What is expected: Reproduce all of the listing below without alteration.

Provided entries:
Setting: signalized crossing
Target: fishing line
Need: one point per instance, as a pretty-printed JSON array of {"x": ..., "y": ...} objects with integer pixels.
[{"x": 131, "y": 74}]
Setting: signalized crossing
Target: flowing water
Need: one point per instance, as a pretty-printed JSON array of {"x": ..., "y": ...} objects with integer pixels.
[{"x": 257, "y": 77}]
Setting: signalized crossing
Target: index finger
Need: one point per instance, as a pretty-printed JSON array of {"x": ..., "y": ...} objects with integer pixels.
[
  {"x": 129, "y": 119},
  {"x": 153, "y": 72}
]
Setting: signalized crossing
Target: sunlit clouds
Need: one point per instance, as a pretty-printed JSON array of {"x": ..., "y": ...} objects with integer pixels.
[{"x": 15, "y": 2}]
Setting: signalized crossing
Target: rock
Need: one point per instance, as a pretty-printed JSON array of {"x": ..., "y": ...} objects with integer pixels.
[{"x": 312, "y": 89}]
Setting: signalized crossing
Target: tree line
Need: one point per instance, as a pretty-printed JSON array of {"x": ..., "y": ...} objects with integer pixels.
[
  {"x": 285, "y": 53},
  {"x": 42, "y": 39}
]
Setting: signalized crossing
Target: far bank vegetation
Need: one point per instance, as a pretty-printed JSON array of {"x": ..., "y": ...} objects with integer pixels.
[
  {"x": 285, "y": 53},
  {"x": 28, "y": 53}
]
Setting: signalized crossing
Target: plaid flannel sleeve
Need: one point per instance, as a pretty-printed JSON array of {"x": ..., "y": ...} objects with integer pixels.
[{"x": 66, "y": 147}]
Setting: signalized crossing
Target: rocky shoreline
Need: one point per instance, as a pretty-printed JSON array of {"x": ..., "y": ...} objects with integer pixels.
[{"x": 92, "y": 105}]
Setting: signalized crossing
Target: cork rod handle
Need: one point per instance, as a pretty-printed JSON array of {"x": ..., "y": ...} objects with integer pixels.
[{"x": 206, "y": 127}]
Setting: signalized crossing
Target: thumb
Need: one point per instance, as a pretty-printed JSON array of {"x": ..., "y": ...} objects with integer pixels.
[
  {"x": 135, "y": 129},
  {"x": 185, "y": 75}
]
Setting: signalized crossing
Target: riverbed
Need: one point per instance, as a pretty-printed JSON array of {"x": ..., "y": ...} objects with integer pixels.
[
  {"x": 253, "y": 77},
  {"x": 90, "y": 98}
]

Response to this task:
Setting: signalized crossing
Target: fishing line
Need: one point per instance, as a pretty-printed JSON array of {"x": ..., "y": ...} objects with integer pixels.
[{"x": 131, "y": 74}]
Setting: signalized crossing
Target: flowing water
Need: one point per instance, as a pretty-printed JSON array of {"x": ..., "y": ...} objects with integer pixels.
[{"x": 257, "y": 77}]
Setting: signalized crossing
Target: index finger
Need: one point per instance, as a pretty-printed JSON array of {"x": ..., "y": ...} objects with integer pixels.
[
  {"x": 129, "y": 119},
  {"x": 153, "y": 72}
]
Setting: signalized crossing
Target: sunlit clouds
Need: one point per instance, as a pretty-printed JSON array of {"x": ..., "y": ...} objects with integer pixels.
[{"x": 15, "y": 2}]
Setting: signalized crossing
Target: rock
Need: one point per instance, as a pretty-printed JSON array of {"x": ..., "y": ...} objects with integer pixels.
[{"x": 312, "y": 89}]
Setting: signalized crossing
Target: tree line
Need: one point per instance, as a pretty-printed JSON array of {"x": ..., "y": ...} objects with integer pixels.
[
  {"x": 285, "y": 53},
  {"x": 42, "y": 39}
]
Setting: signalized crossing
Target: far bank vegetation
Need: one point per instance, as a pretty-printed JSON array of {"x": ..., "y": ...} objects with integer pixels.
[
  {"x": 285, "y": 53},
  {"x": 28, "y": 53}
]
Setting: signalized crossing
Target: plaid flannel sleeve
Need: one point per instance, as a pretty-printed JSON array of {"x": ..., "y": ...} objects with integer pixels.
[{"x": 66, "y": 147}]
Setting: signalized crossing
Target: rocky shoreline
Need: one point per instance, as a pretty-printed JSON array of {"x": ..., "y": ...} objects with integer pixels.
[{"x": 92, "y": 105}]
Setting: signalized crossing
Target: cork rod handle
Need: one point per instance, as a pretty-printed JSON array of {"x": ..., "y": ...} objects with integer pixels.
[{"x": 206, "y": 127}]
Setting: signalized crossing
Target: thumb
Need: one point per instance, as a pretty-printed JSON array of {"x": ..., "y": ...} objects with integer pixels.
[
  {"x": 135, "y": 129},
  {"x": 185, "y": 75}
]
Setting: signalized crossing
Target: riverbed
Need: one point per instance, as a pretty-printed JSON array of {"x": ..., "y": ...} objects with integer pixels.
[
  {"x": 253, "y": 77},
  {"x": 90, "y": 98}
]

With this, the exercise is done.